* _TEXT EXCERPT_
START

In a market slump, this is how I aim to identify cheap stocks with growth potential

Choosing the best cheap stocks during a market downturn can be hard. This is my strategy to identify those with decent growth potential.

The content of this article was relevant at the time of publishing. Circumstances change continuously and caution should therefore be exercised when relying upon any content contained within this article.

You’re reading a free article with opinions that may differ from The Motley Fool’s Premium Investing Services. Become a Motley Fool member today to get instant access to our top analyst recommendations, in-depth research, investing resources, and more. Learn More.

Person holding magnifying glass over important document, reading the small print

Image source: Getty Images

Identifying cheap stocks during a market slump can be daunting, with prices in the red and no sign of a recovery on the horizon. However, there are some key indicators I look for that I think help me identify stocks with the potential for recovery.

Below I explain how these figures are calculated. But you needn’t do the hard work — for most listed companies, these figures are easy to find online.

Past and expected growth

Looking back on a company’s historical growth can help me get a good idea of where it might be headed. To do this, I first get the compound annual growth rate (CAGR), which gives me a good idea of the company’s rate of returns over the past 10 years. I then multiply the last datum of the series by (1 + CAGR) for each year ahead I want to forecast. Naturally, the further ahead I forecast the higher the likelihood of error, but it gives me a rough idea.

END

* _SHORT EXERCISE_
From the article on finding cheap stocks, output the passage that begins at the words "Identifying cheap stocks" and stops after "to find online.", copying it without changes.

* _ENTRIES_
START

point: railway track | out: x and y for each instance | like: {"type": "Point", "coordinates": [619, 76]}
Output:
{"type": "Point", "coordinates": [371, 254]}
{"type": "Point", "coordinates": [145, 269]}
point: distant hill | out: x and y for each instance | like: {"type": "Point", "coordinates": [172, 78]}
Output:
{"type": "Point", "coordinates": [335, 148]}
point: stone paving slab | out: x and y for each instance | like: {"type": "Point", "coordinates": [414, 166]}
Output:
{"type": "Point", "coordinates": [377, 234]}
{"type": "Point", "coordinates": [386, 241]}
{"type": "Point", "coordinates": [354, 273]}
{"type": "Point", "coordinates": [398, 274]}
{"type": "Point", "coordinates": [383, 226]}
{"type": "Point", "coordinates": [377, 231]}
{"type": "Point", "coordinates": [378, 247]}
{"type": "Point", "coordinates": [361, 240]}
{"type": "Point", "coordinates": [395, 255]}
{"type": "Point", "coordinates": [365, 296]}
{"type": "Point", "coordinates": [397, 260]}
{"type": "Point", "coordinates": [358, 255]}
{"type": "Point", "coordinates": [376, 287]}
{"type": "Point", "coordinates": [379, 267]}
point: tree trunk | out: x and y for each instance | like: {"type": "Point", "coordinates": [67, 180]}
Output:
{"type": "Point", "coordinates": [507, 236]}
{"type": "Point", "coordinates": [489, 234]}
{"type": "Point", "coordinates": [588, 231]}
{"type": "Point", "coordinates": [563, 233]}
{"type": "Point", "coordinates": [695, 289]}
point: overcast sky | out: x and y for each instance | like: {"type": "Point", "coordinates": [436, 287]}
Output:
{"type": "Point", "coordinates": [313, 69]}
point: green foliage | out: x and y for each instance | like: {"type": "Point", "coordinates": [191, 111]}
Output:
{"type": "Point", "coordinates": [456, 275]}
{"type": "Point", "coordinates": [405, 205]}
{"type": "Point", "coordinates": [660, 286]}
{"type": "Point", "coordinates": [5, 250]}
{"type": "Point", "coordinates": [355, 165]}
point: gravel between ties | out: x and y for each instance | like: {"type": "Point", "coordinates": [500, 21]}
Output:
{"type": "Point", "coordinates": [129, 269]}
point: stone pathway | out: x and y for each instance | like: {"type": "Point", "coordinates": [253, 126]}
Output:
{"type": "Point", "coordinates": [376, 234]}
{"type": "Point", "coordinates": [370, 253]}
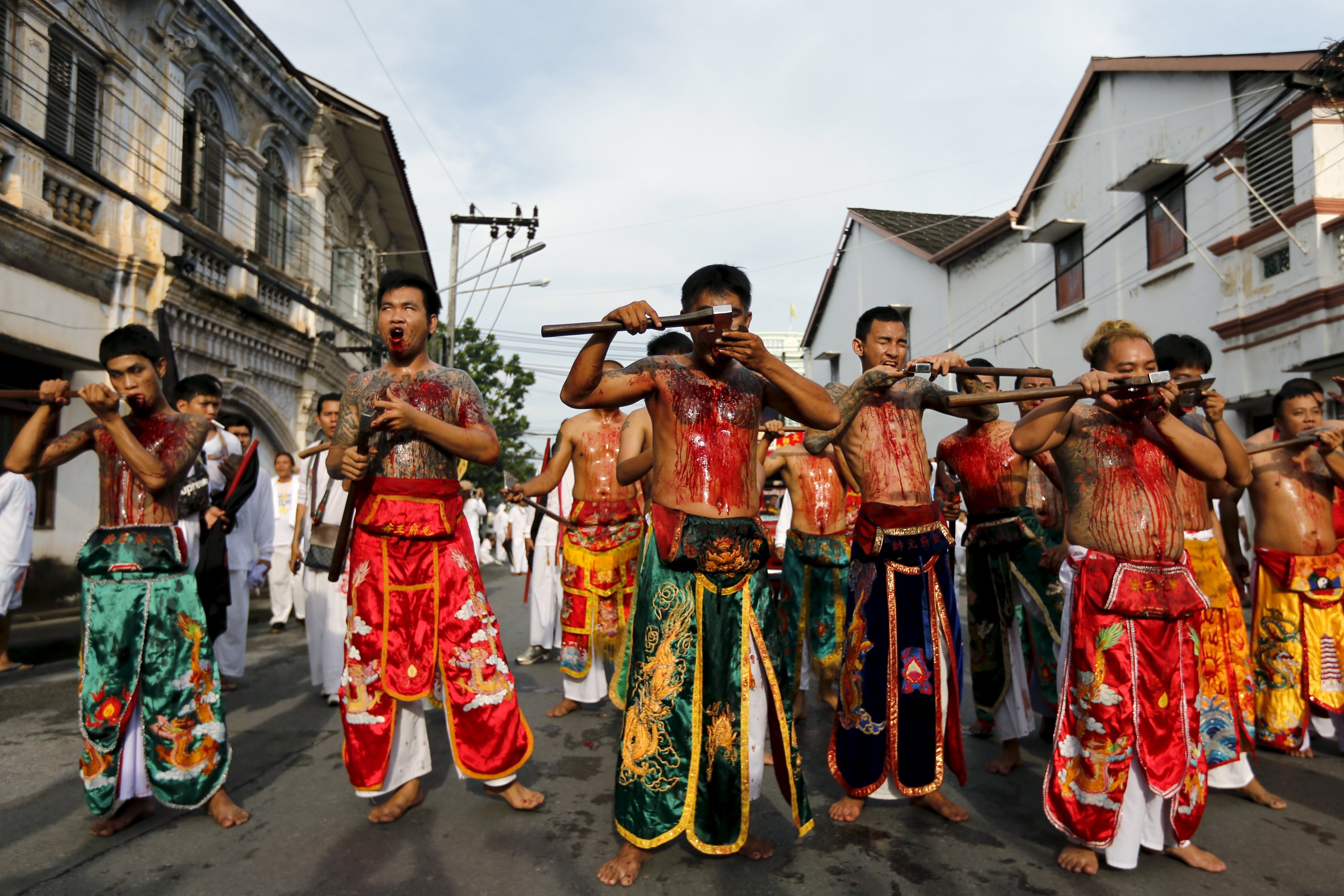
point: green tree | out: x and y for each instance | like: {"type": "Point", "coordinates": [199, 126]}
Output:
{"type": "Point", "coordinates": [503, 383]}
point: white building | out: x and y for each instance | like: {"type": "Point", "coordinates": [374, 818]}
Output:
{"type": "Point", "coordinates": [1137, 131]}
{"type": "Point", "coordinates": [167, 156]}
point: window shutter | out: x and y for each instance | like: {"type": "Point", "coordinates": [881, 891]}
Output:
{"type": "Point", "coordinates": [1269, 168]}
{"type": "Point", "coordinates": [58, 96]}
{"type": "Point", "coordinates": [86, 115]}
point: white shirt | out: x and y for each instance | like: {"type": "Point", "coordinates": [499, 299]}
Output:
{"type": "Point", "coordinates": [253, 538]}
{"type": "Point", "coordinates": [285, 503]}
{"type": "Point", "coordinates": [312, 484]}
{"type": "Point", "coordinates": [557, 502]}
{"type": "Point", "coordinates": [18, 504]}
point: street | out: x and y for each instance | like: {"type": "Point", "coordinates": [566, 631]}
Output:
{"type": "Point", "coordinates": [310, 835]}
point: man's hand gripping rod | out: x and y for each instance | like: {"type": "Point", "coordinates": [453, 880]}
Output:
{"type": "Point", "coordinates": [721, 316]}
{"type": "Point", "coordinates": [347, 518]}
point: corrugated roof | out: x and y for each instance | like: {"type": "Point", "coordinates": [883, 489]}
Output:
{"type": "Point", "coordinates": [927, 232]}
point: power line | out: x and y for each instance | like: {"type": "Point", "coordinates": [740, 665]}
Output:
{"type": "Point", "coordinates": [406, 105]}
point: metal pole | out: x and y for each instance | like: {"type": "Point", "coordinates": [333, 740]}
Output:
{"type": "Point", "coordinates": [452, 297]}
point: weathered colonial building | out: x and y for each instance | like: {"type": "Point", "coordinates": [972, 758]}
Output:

END

* _OUTPUT OF THE TASK_
Identifying cheap stocks during a market slump can be daunting, with prices in the red and no sign of a recovery on the horizon. However, there are some key indicators I look for that I think help me identify stocks with the potential for recovery.

Below I explain how these figures are calculated. But you needn’t do the hard work — for most listed companies, these figures are easy to find online.